## [Directions]
1) In the essay on correcting mistakes, which company supplied the only substantial data the author had when overestimating the reach of mmWave 5G?
2) Condense the paragraph of the essay on correcting mistakes that begins "Naturally I felt like a failure" to about half its length, keeping its main facts.

## [Page extract]
We All Make Mistakes: A biologist explains why to correct them

Nature pointed me to an eloquent correction by a biology researcher. “What really matters is the science and getting it as right as possible.   Avoid mistakes with careful science.  Correct them with honesty and humility.”

Research in telecom often needs correction but that rarely happens. Currently, I am researching

  • A professor who thought data dominated by in-home Wi-Fi showed broadband problems and made policy recommendations based on the misunderstanding.
  • Wireless carriers using seriously out-of-date data to demand tens of billions in unnecessary subsidies for 5G. Everyone in the industry knows that T-Mobile committed to 99% 5G coverage, with Verizon & AT&T likely to come close to matching. Subsidies for 5G, except in the very few areas without towers, are almost always waste. Big in Europe.
  • $5-15 billion NTIA might spend for homes that have a perfectly fine broadband connection via cable. This is due to errors in the FCC broadband fabric due to incorrect measures of broadband capacity. Davidson & Rosenworcel know this but don’t appear to be fixing it. Not good enough for government work.

“I make many mistakes,” the Butler said to Humphery Bogart in The Big Sleep. I’ve certainly made my share. Three years ago, I wildly overestimated the reach of mmWave 5G and hence its prospects. The only substantial data I had was from Verizon, an interested source. It turned out to be highly spun. I should have been more careful. (I did strongly correct.)

Here’s the statement shared by Professor Joan E. Strassmann

Retraction has a stigma about it.   We’ve developed science with self-correcting mechanisms that are robust to misconception.  Part of that means being honest about our errors. When I discovered the contamination, I could have quietly moved on and likely nobody would have ever known.  Some selfish, anxious part of me wanted to do that.  But I believe in the importance of intellectual honesty and owning my mistakes and never seriously flirted with the idea of burying them. 

That is not to say it was easy.  First, discovering the problem was a gradual process, in part because it did not even occur to me that something I had spent so much of my time and self-esteem on could have gone so awry.  Early clues that something was wrong troubled me but were easy to explain away as some lesser error, particularly because the sequencing analyses that ultimately revealed the contamination were new to me.  The first few results that did not turn out as I expected I assumed were because I had made some mistake in my code, had failed to set some needed argument, or failed to understand one of the multitude of assumptions inherent to doing bioinformatics.  Each would send me off on some tangent trying to understand some new aspect of the program I was using. 

Eventually, though, the simpler, uglier explanation occurred to me:  I had messed up.  I had messed up bigtime.  Not with a few lines of code that could be fixed with some careful Google research.  I had messed up the experiment itself, many months and dollars ago.  Once that possibility had occurred to me all of my recent weird results made sense, and it was easy to confirm the worst. We would have to retract the paper. 

Naturally I felt like a failure.  I knew that I had done the research in good faith, and I believed that the ideas behind it had genuine merit, but I could not shake the idea that I had let down people who had invested in me. I’ve had to deliver the news to laymen and scientists alike – professors, post docs, fellow grad students, family members, the editors of the journal where we published the contaminated results.  The response has been uniformly supportive. Nobody (but me) has scolded me for poor technique or for wasting time or money.  Instead people have made excuses for me (“was it because of COVID?” was a popular one.)    Nonetheless, the feeling that I had sinned was a hard one to dispel.

Here is the silver lining:  I learned something, which is what science is about. I learned that the stigma I perceived was predominantly coming from my own ego.  I learned how kind people could be about an honest mistake.  I did the right thing, and none of the awful consequences I imagined following came to pass.  I insisted on eating at least some crow (No, it wasn’t because of COVID), but in the end what really matters is the science and getting it as right as possible.   Avoid mistakes with careful science.  Correct them with honesty and humility.  Have some faith that your fellow scientists will understand.  And then get back to the lab.

[Saved entries]
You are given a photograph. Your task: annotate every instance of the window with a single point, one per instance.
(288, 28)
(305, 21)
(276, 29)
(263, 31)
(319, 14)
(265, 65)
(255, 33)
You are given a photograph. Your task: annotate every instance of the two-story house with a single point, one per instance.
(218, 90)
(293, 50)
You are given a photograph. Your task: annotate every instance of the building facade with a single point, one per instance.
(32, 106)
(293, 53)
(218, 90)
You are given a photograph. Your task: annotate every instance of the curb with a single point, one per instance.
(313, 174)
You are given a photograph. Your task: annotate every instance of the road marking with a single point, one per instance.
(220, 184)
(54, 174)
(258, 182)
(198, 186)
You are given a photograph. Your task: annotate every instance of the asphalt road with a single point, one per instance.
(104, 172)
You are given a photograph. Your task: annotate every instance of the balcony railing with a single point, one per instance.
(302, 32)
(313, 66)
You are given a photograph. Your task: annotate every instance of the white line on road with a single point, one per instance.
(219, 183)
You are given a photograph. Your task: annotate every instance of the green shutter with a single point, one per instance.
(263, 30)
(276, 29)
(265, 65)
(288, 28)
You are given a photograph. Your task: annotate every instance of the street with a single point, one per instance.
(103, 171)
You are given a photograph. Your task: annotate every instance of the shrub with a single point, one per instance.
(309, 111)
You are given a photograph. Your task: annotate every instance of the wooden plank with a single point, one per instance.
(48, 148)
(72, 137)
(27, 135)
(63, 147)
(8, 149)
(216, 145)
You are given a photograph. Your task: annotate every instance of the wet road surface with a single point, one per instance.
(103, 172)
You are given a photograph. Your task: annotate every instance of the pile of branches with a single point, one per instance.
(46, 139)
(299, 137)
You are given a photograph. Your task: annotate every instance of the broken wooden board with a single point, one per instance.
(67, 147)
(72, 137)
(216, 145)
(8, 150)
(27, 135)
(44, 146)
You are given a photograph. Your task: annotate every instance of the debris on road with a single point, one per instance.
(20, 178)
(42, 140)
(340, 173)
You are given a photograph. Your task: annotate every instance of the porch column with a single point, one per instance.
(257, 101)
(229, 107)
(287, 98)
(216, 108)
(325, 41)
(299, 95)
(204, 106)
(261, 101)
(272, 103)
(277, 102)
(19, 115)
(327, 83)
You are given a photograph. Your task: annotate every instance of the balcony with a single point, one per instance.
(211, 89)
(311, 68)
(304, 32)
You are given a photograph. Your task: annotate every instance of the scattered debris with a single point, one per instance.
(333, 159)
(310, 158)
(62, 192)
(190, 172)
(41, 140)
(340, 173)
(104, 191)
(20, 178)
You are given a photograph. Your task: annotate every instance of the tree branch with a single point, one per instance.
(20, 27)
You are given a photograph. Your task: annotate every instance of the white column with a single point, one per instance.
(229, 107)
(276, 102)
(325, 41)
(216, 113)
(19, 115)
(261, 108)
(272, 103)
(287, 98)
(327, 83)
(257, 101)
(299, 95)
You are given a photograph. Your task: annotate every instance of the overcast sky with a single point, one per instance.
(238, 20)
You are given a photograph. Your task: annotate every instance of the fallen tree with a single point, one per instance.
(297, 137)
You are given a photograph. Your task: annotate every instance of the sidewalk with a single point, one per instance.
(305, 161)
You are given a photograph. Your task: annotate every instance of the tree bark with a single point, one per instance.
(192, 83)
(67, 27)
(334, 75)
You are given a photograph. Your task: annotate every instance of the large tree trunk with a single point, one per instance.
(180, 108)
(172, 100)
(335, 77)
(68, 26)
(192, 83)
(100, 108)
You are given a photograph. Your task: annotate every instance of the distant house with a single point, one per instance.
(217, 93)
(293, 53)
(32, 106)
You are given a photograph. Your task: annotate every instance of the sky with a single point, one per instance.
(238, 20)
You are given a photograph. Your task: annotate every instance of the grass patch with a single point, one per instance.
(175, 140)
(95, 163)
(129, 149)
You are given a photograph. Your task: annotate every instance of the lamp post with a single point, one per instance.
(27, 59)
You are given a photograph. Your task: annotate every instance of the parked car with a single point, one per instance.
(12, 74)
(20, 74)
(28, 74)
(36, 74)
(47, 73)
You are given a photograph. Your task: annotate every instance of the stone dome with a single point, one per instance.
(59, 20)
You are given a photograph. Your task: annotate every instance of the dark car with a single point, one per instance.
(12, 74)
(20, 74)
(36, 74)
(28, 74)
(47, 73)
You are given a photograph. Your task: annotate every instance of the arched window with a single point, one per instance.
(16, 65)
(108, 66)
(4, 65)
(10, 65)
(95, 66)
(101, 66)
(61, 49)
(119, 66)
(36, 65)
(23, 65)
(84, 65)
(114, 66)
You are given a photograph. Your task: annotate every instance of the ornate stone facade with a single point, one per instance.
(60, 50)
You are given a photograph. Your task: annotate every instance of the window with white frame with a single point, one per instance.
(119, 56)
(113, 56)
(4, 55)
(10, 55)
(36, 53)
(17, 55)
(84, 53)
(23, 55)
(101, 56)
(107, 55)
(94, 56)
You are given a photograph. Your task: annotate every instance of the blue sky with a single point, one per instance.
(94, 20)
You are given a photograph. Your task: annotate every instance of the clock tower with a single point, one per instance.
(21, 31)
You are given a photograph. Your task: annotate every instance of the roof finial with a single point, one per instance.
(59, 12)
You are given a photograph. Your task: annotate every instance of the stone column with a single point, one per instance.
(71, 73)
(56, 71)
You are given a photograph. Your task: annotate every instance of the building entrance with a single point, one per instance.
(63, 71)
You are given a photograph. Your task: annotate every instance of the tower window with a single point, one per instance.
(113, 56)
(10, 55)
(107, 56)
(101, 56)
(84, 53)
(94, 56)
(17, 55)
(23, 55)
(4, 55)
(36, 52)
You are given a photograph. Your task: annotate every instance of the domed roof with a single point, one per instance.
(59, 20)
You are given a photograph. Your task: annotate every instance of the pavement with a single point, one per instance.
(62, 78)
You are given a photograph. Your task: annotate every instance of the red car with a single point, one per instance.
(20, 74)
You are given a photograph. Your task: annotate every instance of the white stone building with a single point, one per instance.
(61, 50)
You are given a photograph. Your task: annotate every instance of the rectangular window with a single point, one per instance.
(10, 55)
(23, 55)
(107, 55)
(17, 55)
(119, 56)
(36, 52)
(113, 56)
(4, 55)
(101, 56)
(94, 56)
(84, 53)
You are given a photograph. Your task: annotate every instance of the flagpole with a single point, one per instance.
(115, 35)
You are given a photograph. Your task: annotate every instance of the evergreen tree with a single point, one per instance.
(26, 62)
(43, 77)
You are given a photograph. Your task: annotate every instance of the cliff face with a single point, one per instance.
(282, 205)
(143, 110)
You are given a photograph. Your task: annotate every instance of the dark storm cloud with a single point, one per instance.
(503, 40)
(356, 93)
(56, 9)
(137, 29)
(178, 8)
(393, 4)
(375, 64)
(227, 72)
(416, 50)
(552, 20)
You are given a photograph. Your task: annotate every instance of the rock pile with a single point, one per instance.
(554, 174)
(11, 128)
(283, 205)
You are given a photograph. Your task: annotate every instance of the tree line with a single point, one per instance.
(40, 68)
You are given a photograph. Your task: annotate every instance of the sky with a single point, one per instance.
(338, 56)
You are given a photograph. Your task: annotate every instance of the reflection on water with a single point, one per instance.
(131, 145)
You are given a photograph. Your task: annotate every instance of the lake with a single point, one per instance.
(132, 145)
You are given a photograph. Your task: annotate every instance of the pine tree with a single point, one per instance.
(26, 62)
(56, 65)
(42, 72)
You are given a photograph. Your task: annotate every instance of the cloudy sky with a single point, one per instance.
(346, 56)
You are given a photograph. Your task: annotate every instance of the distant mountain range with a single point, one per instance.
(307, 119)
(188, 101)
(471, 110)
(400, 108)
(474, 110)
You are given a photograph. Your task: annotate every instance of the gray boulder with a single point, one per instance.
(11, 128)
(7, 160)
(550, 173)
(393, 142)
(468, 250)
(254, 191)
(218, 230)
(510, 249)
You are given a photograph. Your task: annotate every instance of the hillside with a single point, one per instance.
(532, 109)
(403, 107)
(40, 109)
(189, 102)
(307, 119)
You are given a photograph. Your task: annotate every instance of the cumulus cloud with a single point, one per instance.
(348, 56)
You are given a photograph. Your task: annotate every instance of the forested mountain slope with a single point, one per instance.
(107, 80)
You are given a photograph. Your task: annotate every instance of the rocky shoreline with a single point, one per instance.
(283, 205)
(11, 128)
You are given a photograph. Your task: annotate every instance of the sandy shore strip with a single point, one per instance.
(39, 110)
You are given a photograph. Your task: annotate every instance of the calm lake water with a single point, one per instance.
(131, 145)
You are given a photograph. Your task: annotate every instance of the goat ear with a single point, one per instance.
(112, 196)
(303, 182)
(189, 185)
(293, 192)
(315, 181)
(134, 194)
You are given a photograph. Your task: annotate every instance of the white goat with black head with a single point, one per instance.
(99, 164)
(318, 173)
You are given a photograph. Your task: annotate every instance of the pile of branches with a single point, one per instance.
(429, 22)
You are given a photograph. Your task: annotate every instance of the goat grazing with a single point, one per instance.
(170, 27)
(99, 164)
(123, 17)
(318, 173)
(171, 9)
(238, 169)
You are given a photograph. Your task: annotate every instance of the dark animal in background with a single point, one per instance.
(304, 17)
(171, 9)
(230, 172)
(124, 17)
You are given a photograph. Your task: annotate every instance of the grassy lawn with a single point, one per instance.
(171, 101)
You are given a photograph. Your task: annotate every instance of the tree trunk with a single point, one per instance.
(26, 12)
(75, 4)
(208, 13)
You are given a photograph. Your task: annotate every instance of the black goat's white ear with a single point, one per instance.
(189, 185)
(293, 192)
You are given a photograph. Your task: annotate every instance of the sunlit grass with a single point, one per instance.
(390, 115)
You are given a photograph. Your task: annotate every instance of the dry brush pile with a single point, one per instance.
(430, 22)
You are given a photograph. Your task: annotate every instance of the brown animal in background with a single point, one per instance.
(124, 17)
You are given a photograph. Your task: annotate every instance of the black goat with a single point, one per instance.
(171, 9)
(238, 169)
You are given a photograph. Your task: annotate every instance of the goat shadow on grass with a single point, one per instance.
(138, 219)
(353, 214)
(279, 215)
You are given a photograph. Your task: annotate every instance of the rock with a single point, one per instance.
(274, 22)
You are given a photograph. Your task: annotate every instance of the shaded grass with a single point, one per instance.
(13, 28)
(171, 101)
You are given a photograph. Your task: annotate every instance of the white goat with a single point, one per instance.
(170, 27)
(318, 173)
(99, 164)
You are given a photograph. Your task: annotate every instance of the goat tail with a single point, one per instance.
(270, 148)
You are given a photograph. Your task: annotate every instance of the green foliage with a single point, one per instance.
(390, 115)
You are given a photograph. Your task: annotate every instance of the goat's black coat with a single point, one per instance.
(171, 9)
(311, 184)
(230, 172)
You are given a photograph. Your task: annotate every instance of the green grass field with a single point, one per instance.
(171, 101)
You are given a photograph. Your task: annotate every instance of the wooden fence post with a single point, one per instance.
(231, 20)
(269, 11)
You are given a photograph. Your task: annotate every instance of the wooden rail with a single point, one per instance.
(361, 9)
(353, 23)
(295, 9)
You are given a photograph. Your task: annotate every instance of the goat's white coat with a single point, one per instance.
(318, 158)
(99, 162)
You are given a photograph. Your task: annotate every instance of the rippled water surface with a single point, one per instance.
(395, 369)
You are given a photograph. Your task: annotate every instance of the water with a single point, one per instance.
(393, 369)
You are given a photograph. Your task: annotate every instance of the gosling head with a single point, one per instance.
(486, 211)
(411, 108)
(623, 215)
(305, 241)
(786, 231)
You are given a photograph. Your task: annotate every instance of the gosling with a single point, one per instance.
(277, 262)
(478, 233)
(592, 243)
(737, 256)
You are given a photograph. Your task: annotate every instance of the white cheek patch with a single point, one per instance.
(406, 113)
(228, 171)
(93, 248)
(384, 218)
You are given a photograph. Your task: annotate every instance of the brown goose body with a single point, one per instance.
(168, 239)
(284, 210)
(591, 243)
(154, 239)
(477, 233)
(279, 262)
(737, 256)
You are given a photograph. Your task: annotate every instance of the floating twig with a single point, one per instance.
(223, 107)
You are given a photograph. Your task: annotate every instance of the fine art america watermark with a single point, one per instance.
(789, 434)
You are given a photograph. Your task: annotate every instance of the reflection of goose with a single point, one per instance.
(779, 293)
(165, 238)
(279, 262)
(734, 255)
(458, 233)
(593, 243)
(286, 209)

## [Expected responses]
1) Verizon

2) I felt like a failure. I knew the research was done in good faith and its ideas had merit, but I felt I had let down the people who invested in me. I broke the news to professors, postdocs, fellow grad students, family members and the journal's editors. All were supportive: only I scolded myself, and others offered excuses, often COVID. Still, the feeling of having sinned was hard to dispel.